:: Work instructions ::
Repeat the entries that appear below, exactly and in full.

Stored data:

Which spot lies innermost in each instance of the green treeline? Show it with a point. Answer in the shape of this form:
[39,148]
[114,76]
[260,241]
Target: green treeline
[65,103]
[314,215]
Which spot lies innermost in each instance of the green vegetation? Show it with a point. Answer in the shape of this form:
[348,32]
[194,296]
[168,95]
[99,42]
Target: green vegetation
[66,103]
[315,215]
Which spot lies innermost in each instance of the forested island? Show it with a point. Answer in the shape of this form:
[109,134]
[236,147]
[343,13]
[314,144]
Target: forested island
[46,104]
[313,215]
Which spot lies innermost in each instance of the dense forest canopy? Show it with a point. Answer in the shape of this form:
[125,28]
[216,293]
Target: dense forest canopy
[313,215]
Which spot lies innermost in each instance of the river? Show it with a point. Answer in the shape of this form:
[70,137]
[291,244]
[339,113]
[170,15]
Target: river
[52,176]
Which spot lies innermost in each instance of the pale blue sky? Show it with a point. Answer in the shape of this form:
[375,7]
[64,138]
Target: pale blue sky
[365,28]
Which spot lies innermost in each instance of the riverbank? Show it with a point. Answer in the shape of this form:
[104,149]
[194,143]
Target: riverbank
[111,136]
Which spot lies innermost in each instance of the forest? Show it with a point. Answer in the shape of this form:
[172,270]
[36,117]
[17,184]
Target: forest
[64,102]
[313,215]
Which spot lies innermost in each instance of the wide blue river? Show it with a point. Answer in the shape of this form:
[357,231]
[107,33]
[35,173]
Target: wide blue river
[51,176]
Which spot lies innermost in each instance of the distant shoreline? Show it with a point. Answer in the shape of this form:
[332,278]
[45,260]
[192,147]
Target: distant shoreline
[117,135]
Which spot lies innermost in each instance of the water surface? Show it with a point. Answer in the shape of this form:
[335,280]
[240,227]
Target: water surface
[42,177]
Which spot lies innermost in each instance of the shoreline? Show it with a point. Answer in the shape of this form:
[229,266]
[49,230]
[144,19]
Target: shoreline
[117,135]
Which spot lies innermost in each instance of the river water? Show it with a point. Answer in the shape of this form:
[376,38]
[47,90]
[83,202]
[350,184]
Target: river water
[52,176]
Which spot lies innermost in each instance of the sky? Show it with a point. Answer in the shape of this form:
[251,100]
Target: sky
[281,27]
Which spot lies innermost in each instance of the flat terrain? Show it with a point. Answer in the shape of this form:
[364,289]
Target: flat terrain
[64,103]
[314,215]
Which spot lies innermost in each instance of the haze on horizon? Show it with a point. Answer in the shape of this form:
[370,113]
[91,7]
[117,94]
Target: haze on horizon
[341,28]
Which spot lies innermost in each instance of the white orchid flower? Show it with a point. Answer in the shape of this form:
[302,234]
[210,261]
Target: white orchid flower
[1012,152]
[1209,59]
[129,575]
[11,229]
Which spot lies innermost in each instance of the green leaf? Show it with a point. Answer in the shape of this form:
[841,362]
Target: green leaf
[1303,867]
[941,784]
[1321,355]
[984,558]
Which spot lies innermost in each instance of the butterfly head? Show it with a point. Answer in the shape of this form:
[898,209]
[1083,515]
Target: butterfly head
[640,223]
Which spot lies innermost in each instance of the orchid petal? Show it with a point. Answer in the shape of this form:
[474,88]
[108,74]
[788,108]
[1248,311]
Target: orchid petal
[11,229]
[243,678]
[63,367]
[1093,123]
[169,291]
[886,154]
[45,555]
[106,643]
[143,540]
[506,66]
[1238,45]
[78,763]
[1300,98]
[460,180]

:: Solution below ::
Which spot lies innermost in each instance of the green treeline? Show it with a point. Answer in the shape of this form:
[39,148]
[114,76]
[260,241]
Target: green treeline
[65,103]
[314,215]
Which spot lies innermost in each instance of the green vegetation? Show it with a point. Answer in the shape of this form:
[348,32]
[194,296]
[168,95]
[99,42]
Target: green vegetation
[66,103]
[315,215]
Which spot lies innermost in each instance of the forested island? Show it with a point. Answer in the shape of this form:
[109,134]
[236,147]
[343,13]
[314,144]
Target: forested island
[46,104]
[313,215]
Which spot lies innermost in each instance of the dense forest canopy? Show it with a point. Answer in the shape of this form:
[125,28]
[216,293]
Target: dense forest canopy
[313,215]
Which spot lies innermost in each instance of the river? Show it with a point. Answer in the shape of this form:
[70,137]
[291,244]
[339,113]
[170,15]
Target: river
[52,176]
Which spot lies innermost in each instance of the pale blue sky? Show it with a point. Answer in the shape of this form:
[375,7]
[64,138]
Target: pale blue sky
[365,28]
Which spot lies innermost in each instance of the riverbank? Show it with a point. Answer in the shape of this form:
[104,149]
[194,143]
Target: riverbank
[111,136]
Which spot lies innermost in each instance of the forest? Show it with a point. Answer in the shape of this form:
[172,270]
[36,117]
[17,184]
Target: forest
[64,102]
[313,215]
Which spot lies innermost in each instance of the wide blue river? Show it with a point. Answer in the shape of this form:
[357,231]
[107,33]
[35,173]
Target: wide blue river
[51,176]
Which spot lies innermost in each instance of the distant shoreline? Show it with a point. Answer in the shape of this form:
[332,278]
[45,260]
[192,147]
Target: distant shoreline
[117,135]
Which spot lies innermost in each instance of the water surface? Show it with a point. Answer in the shape of this form:
[335,280]
[240,227]
Target: water surface
[42,177]
Which spot lies innermost in each instance of the shoreline? Show it with a point. Answer in the shape of this form:
[229,266]
[49,230]
[144,19]
Target: shoreline
[117,135]
Which spot lies innermost in each instance of the river water? Show it with a point. Answer in the shape of this form:
[376,38]
[47,90]
[83,202]
[350,184]
Target: river water
[52,176]
Which spot lies innermost in each instance of the sky? Show it with a point. Answer in the shape of this form:
[251,100]
Target: sky
[281,27]
Which spot lies innermost in each instance of the flat terrain? Show it with a point. Answer in the shape of this form:
[364,289]
Target: flat terrain
[64,103]
[314,215]
Which spot lies innermost in each instance of the haze on horizon? Show it with a point. Answer in the shape of this form:
[370,113]
[91,7]
[117,94]
Target: haze on horizon
[341,28]
Which spot lies innermost in each instance of the white orchid flower? Show it with a point. Answer in the shape of this form:
[302,234]
[210,261]
Target: white orchid flower
[1012,152]
[1209,59]
[129,575]
[11,229]
Which spot lies innermost in each instance of the green leaf? Show it with a point. Answer in the shape of this form:
[841,362]
Target: green leaf
[1303,867]
[941,784]
[1321,355]
[984,558]
Which spot lies innermost in each instance of the butterfly head? Show it with a point. Answer in the shape of this form:
[898,209]
[1083,515]
Target: butterfly head
[640,223]
Which spot lies innermost in each instance of the orchid petal? Show it with a point. Answer in the shape of this form:
[474,88]
[108,74]
[788,108]
[1248,311]
Target: orchid petal
[11,229]
[243,678]
[63,367]
[1093,123]
[169,291]
[886,154]
[45,555]
[106,643]
[143,540]
[506,66]
[1238,45]
[78,763]
[1300,98]
[460,180]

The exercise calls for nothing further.